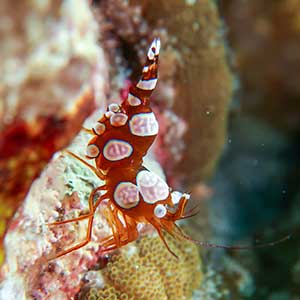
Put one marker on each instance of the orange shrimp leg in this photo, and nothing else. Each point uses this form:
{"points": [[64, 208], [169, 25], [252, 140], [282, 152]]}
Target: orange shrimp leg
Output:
{"points": [[122, 234], [95, 170]]}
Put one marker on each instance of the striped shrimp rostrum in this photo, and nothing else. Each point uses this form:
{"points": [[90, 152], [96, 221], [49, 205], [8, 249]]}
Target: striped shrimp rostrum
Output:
{"points": [[132, 194]]}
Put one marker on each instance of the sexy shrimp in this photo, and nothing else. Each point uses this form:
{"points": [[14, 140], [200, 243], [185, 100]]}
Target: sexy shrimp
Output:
{"points": [[132, 194]]}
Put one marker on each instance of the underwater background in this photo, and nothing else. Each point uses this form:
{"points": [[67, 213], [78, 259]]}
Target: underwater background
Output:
{"points": [[228, 108]]}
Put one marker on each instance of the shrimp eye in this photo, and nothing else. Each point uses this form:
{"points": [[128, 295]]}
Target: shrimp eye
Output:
{"points": [[160, 211]]}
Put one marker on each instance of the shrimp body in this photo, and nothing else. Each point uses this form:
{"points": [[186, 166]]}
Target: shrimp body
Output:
{"points": [[132, 194]]}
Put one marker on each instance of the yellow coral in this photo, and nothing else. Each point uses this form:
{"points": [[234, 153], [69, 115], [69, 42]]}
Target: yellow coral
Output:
{"points": [[148, 271]]}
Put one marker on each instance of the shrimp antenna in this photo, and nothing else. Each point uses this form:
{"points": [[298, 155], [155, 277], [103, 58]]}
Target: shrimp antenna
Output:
{"points": [[179, 233]]}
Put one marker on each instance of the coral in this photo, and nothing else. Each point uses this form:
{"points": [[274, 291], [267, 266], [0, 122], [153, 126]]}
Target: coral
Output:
{"points": [[228, 280], [61, 192], [146, 270], [45, 45], [265, 37], [195, 79]]}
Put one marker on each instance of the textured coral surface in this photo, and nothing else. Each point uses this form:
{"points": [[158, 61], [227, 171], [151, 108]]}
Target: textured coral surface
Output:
{"points": [[49, 61], [146, 270]]}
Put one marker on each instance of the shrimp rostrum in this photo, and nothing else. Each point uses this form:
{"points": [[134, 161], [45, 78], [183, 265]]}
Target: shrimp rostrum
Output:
{"points": [[132, 194]]}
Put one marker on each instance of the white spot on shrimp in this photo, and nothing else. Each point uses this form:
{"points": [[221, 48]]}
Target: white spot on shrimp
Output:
{"points": [[126, 195], [176, 196], [118, 119], [160, 211], [99, 128], [133, 101], [147, 84], [154, 49], [116, 150], [144, 124], [151, 187], [92, 151]]}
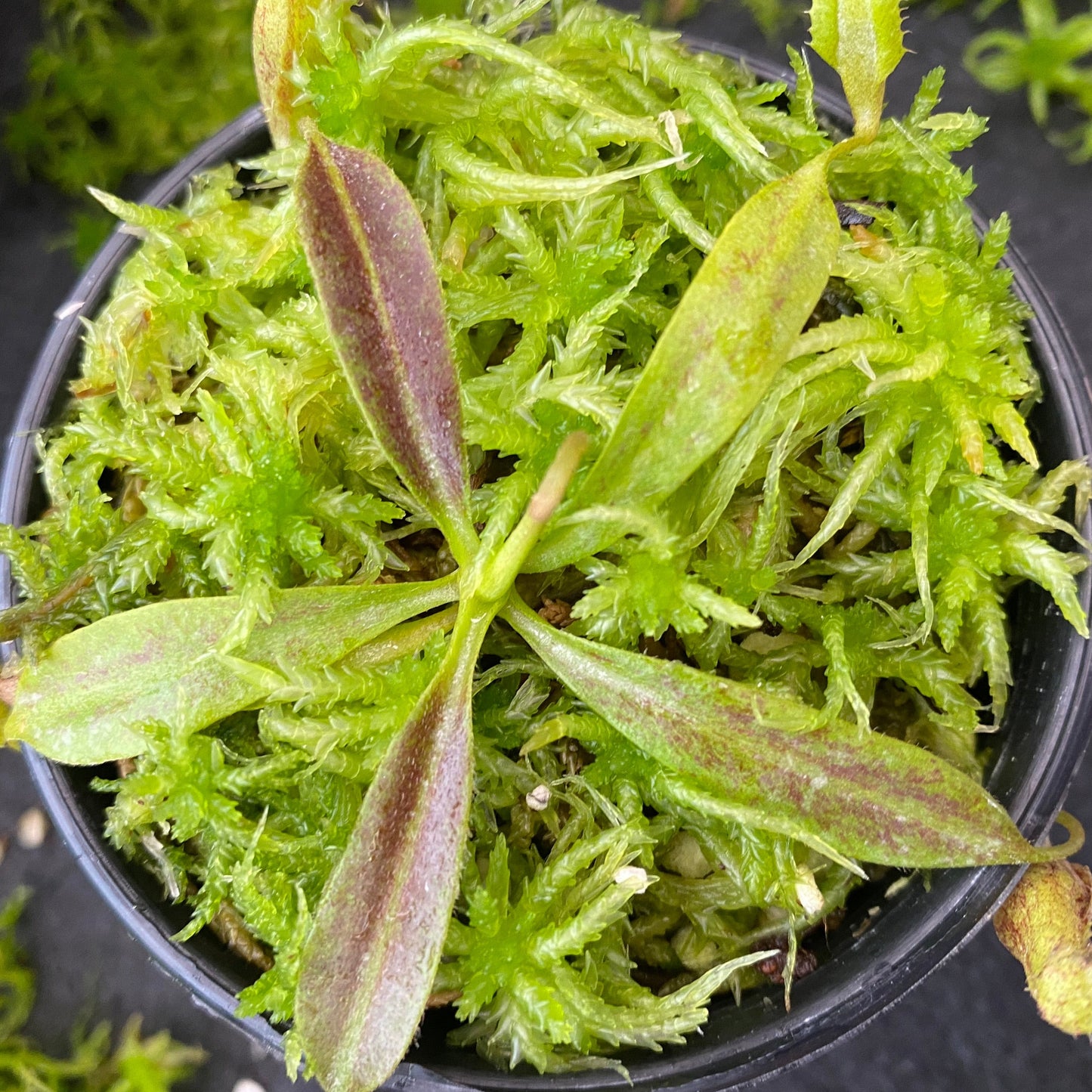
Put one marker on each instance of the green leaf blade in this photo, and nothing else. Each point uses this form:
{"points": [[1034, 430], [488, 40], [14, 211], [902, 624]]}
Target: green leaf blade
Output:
{"points": [[380, 292], [370, 962], [862, 41], [866, 795], [729, 336], [280, 29], [86, 699]]}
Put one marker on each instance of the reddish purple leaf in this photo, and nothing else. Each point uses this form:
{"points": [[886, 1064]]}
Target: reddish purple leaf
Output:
{"points": [[280, 29], [863, 794], [378, 285], [372, 957]]}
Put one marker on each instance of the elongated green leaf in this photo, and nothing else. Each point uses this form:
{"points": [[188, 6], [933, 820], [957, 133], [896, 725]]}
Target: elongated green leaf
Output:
{"points": [[280, 29], [862, 41], [379, 289], [728, 338], [868, 795], [85, 700], [372, 957]]}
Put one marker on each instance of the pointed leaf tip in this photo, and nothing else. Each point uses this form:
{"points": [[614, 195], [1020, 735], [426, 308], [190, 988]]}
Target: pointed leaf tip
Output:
{"points": [[280, 31], [862, 41], [868, 797], [378, 285], [370, 964], [728, 338]]}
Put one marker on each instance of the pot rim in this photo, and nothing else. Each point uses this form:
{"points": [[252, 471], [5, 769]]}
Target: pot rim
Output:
{"points": [[962, 900]]}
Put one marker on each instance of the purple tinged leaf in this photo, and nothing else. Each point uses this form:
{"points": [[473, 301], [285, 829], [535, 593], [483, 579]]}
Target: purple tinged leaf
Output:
{"points": [[729, 336], [380, 292], [864, 794], [370, 962], [280, 29], [86, 699]]}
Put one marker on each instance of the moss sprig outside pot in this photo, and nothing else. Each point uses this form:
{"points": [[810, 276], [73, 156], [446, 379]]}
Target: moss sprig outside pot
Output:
{"points": [[869, 967]]}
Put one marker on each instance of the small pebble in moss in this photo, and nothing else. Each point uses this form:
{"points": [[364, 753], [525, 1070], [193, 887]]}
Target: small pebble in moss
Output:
{"points": [[32, 829]]}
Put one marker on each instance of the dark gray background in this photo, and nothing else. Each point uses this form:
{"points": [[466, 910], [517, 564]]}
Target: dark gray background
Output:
{"points": [[969, 1028]]}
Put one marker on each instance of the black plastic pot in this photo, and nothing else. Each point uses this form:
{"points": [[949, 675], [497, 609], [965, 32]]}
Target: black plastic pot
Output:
{"points": [[874, 960]]}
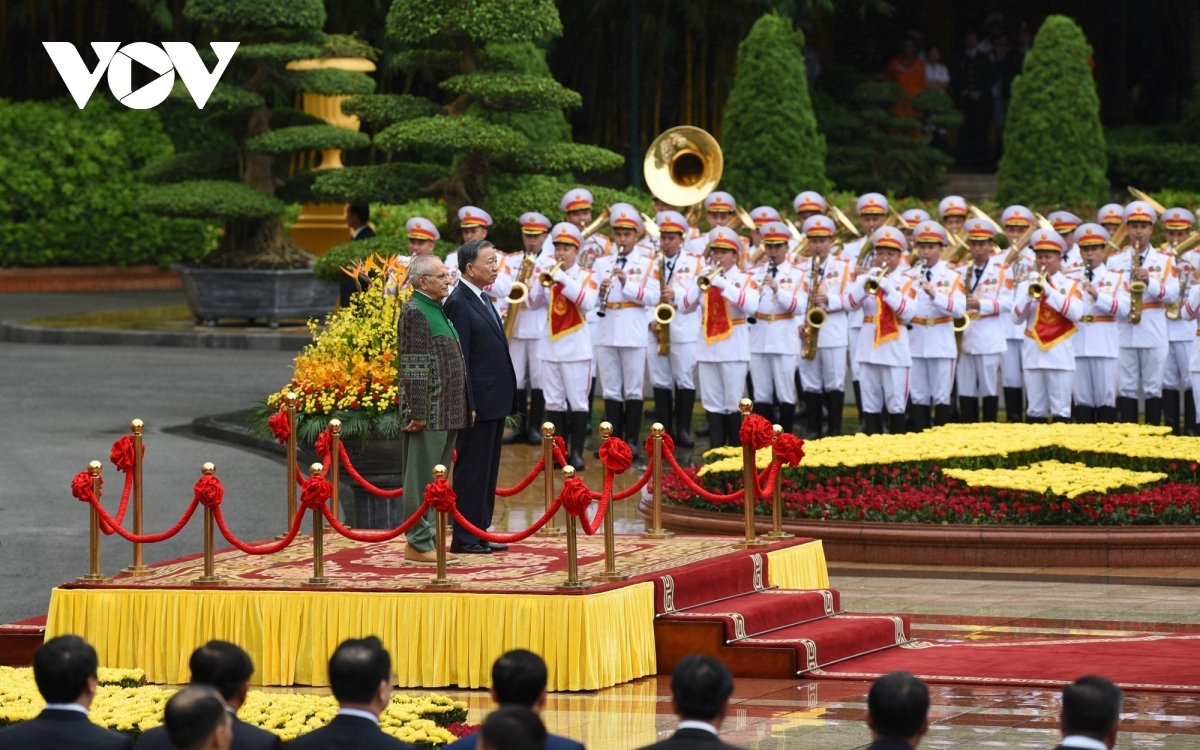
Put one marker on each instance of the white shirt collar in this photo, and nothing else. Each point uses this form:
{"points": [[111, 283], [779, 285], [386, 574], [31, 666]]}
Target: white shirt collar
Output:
{"points": [[369, 715], [1083, 743], [66, 707], [691, 724]]}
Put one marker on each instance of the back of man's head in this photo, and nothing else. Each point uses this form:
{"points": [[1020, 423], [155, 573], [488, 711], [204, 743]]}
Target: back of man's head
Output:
{"points": [[223, 665], [1091, 706], [898, 706], [519, 678], [701, 687], [63, 666], [193, 715], [357, 669], [513, 727]]}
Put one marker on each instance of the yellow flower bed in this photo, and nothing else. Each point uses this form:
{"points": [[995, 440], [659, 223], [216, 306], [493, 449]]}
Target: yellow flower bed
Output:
{"points": [[1062, 479], [287, 714]]}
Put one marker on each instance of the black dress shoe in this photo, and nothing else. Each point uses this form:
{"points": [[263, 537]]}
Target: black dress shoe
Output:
{"points": [[480, 549]]}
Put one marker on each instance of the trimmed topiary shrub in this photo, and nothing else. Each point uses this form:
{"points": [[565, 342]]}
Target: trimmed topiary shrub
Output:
{"points": [[1054, 143], [771, 142]]}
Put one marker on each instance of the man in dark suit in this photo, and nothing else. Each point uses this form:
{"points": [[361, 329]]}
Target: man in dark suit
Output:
{"points": [[493, 393], [897, 712], [227, 669], [519, 679], [65, 672], [1091, 712], [701, 687], [360, 676], [197, 718]]}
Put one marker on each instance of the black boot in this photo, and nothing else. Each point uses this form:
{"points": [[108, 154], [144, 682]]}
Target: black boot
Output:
{"points": [[873, 423], [717, 430], [537, 415], [787, 417], [969, 409], [579, 437], [1153, 411], [685, 400], [519, 432], [1127, 409], [990, 408], [942, 414], [921, 419], [834, 402], [811, 415], [1014, 405], [1171, 409]]}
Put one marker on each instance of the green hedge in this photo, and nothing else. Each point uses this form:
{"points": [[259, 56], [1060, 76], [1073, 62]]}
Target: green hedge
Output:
{"points": [[70, 187]]}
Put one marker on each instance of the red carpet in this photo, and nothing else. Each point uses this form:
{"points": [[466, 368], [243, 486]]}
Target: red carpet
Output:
{"points": [[1153, 663]]}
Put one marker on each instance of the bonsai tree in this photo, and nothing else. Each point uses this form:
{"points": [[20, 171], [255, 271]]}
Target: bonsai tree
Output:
{"points": [[771, 142], [256, 111], [1054, 144], [451, 149]]}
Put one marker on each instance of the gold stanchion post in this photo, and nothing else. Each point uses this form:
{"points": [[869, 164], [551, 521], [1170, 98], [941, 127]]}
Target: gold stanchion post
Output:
{"points": [[138, 568], [318, 579], [94, 574], [573, 582], [657, 531], [441, 581], [749, 479], [210, 576], [777, 497], [610, 539], [547, 454]]}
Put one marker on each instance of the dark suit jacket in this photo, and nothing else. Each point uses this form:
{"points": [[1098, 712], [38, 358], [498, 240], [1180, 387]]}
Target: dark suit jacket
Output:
{"points": [[348, 733], [61, 729], [490, 375], [553, 742], [245, 737], [690, 739]]}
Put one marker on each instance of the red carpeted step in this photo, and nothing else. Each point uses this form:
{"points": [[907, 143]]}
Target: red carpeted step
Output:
{"points": [[833, 639], [763, 611]]}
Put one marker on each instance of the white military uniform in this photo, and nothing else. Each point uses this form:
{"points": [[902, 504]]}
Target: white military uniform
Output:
{"points": [[1048, 372]]}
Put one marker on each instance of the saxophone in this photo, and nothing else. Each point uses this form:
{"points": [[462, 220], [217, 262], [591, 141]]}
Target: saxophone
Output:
{"points": [[814, 315]]}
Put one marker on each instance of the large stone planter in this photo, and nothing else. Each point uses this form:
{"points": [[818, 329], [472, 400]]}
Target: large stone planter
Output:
{"points": [[1001, 546], [255, 294]]}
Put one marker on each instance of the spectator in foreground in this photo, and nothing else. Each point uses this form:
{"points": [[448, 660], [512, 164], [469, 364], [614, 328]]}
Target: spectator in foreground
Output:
{"points": [[227, 669], [513, 727], [519, 678], [65, 672], [360, 676], [897, 712], [196, 719], [701, 688], [1091, 712]]}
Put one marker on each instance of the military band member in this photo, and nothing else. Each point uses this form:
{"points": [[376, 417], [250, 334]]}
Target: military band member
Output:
{"points": [[883, 355], [1017, 221], [989, 303], [675, 371], [1050, 322], [823, 377], [774, 346], [1144, 345], [940, 300], [1096, 345], [724, 353], [528, 329], [1181, 333], [567, 351], [621, 333]]}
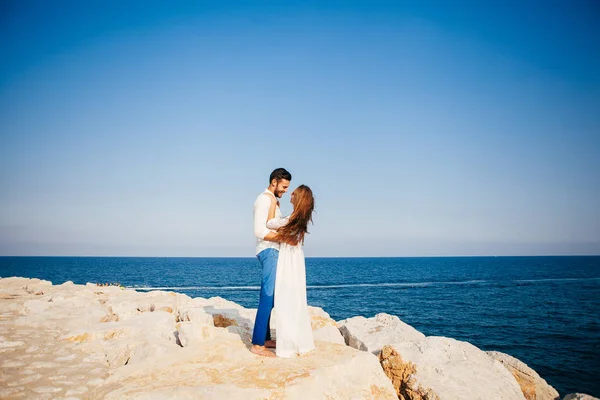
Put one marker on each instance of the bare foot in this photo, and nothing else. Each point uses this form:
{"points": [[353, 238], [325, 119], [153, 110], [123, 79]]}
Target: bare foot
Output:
{"points": [[261, 351]]}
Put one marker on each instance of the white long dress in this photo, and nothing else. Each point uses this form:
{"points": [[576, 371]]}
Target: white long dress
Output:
{"points": [[292, 327]]}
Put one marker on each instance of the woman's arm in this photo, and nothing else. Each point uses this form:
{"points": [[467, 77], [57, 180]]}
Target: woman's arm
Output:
{"points": [[276, 223]]}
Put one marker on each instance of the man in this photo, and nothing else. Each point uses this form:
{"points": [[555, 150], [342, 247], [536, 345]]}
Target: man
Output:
{"points": [[267, 252]]}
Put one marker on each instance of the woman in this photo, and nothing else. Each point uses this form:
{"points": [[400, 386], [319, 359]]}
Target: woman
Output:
{"points": [[292, 327]]}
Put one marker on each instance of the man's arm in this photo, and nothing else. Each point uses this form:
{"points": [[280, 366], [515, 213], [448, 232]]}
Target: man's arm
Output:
{"points": [[261, 212]]}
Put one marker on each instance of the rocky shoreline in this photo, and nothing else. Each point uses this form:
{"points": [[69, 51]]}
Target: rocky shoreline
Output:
{"points": [[105, 342]]}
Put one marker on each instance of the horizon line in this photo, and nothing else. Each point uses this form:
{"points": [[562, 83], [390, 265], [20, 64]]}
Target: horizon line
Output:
{"points": [[246, 257]]}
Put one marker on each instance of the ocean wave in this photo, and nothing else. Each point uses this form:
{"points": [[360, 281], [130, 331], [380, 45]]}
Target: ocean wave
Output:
{"points": [[363, 285]]}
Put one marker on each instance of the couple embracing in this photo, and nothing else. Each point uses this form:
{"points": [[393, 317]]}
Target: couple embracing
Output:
{"points": [[283, 286]]}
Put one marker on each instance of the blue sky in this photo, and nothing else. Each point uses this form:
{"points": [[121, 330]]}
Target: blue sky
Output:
{"points": [[423, 128]]}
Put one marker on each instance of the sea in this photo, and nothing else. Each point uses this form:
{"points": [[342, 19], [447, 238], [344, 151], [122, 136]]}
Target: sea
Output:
{"points": [[543, 310]]}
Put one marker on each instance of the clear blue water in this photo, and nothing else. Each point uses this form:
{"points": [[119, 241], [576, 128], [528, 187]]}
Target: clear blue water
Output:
{"points": [[543, 310]]}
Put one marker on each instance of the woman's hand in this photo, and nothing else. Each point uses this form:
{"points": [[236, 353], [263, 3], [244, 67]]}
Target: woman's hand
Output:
{"points": [[273, 208]]}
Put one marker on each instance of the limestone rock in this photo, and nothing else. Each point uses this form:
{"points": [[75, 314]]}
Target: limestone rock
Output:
{"points": [[324, 328], [579, 396], [191, 333], [371, 334], [458, 370], [532, 385], [429, 366], [401, 372]]}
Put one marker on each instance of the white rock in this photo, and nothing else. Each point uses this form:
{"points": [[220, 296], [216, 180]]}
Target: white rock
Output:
{"points": [[579, 396], [77, 390], [192, 333], [532, 385], [47, 389], [458, 370], [6, 343], [324, 328], [373, 333], [196, 315]]}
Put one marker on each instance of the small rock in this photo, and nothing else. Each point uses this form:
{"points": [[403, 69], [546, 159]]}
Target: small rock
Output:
{"points": [[579, 396], [47, 389], [77, 390]]}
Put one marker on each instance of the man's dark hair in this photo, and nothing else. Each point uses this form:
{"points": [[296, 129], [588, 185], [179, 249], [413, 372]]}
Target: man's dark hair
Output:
{"points": [[279, 174]]}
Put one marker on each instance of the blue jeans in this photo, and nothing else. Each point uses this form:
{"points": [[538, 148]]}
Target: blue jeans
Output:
{"points": [[262, 324]]}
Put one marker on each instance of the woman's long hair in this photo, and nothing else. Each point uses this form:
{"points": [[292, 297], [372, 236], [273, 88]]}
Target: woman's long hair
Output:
{"points": [[304, 205]]}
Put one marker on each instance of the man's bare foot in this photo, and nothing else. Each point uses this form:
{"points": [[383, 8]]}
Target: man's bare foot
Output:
{"points": [[261, 351]]}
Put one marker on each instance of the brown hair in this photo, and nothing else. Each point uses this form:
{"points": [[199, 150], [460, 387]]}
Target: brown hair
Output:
{"points": [[279, 174], [304, 205]]}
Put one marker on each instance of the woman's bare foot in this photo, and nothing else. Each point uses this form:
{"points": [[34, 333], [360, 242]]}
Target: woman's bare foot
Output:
{"points": [[261, 351]]}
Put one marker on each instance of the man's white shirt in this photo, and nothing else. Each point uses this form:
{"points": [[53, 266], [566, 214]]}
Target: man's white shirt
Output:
{"points": [[261, 212]]}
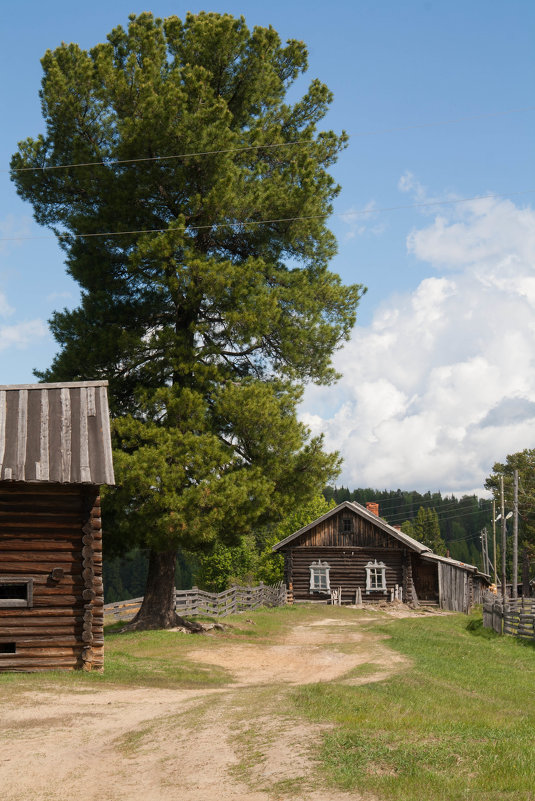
┄┄┄┄┄┄
* **REQUIREMENT**
Can you recast the rows from the line holding "Put one marker on each instance of the man's white" through the end of the rows, inclusive, as a JSON list of strings with one string per line, leaving out blank lines and pictures?

* **RESULT**
[
  "Put one marker on each instance of the man's white shirt in this photo, and nothing else. Each point uses this form:",
  "{\"points\": [[53, 266], [566, 214]]}",
  "Target: man's white shirt",
  "Output:",
  "{\"points\": [[261, 212]]}"
]